Document segment:
*** Begin section ***

A3: Parsing Precision
Goal: Fine-grained extraction of tables, figures, and footnotes.
Current Limitations
pdf-extract produces flat text. Tables lose structure, figures are invisible, footnotes mix into body text.
Table Extraction (PDF)
Use lopdf low-level access to detect text blocks with (x, y) coordinates, group by row and column, output as Markdown table strings. Insert as dedicated TreeNodes with {type: "table"} metadata.
Figure Description (PDF)
Extract image streams via lopdf, send to LLM (vision-capable model), insert description as TreeNode with {type: "figure"} metadata. The only new LLM call in indexing — justified because figures often contain critical information invisible to text extraction.
Cross-Reference Resolution
Resolve "see Section 3.2", "refer to Figure 4", "as noted in Table 2" to target TreeNodes. Enhances NavigationIndex with cross-reference edges for Worker navigation.
Tasks
| # | Task | File |
|---|---|---|
| 1 | PDF table extraction | rust/src/index/parse/pdf_table.rs |
| 2 | PDF figure description | rust/src/index/parse/pdf_figure.rs |
| 3 | PDF footnote handling | rust/src/index/parse/pdf_footnote.rs |
| 4 | Markdown table parsing | rust/src/index/parse/md_table.rs |
| 5 | Cross-reference resolution | extend rust/src/document/reference.rs |
New dependency: image = "0.25"

*** End section ***

Dataset excerpts:
*** Begin section ***

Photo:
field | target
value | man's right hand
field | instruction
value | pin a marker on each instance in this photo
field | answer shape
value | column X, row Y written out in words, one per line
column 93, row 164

*** End section ***
*** Begin section ***

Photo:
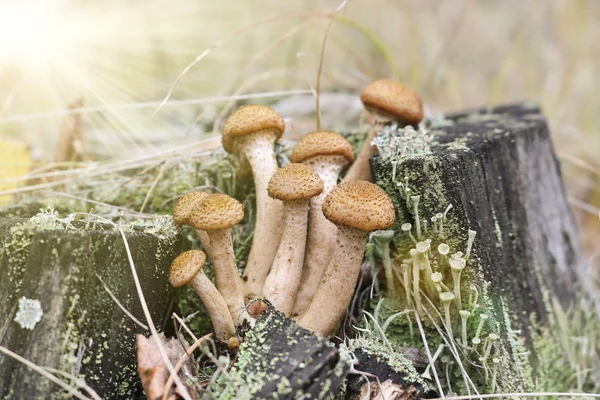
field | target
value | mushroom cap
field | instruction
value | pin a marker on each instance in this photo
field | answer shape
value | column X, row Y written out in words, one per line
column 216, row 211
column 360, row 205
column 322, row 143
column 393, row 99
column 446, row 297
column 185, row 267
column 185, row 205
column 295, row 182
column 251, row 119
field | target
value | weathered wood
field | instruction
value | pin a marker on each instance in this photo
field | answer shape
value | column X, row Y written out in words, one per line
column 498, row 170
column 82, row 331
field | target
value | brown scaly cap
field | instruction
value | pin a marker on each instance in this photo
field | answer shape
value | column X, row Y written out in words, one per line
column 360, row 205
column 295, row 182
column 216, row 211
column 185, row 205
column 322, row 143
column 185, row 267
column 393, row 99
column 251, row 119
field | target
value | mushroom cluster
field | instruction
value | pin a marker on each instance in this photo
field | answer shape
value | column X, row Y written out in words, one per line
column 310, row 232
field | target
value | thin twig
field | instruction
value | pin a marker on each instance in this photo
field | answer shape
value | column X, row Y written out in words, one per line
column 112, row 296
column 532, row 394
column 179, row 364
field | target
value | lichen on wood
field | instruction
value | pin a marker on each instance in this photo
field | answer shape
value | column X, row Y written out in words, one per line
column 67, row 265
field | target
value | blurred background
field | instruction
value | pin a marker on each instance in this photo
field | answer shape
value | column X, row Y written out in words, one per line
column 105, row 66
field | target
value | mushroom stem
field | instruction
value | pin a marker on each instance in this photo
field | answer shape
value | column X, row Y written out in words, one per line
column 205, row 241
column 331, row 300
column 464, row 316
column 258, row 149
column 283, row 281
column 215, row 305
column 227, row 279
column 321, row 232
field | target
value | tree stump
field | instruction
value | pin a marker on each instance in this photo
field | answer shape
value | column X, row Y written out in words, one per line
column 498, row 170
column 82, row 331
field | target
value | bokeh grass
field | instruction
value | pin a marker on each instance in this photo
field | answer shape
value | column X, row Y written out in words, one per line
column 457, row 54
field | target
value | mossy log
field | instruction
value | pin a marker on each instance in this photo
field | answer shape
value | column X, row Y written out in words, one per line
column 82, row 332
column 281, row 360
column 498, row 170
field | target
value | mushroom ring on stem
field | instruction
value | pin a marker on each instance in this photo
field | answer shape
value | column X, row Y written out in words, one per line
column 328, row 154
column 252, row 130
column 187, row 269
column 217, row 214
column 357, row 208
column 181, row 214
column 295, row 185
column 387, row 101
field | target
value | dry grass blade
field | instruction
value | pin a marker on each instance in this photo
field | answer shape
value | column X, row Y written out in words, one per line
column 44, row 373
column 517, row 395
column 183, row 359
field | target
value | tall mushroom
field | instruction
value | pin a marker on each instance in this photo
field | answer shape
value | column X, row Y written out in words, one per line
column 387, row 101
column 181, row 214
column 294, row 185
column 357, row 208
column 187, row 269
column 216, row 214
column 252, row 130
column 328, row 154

*** End section ***
*** Begin section ***

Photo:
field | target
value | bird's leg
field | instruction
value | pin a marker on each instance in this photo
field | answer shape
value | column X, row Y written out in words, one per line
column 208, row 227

*** End section ***

Try it: In the parsing precision section, what reason is given for allowing the one new LLM call during indexing? The listing above was drawn from a different source than the parsing precision section.

Result: Figures often contain critical information that text extraction cannot see.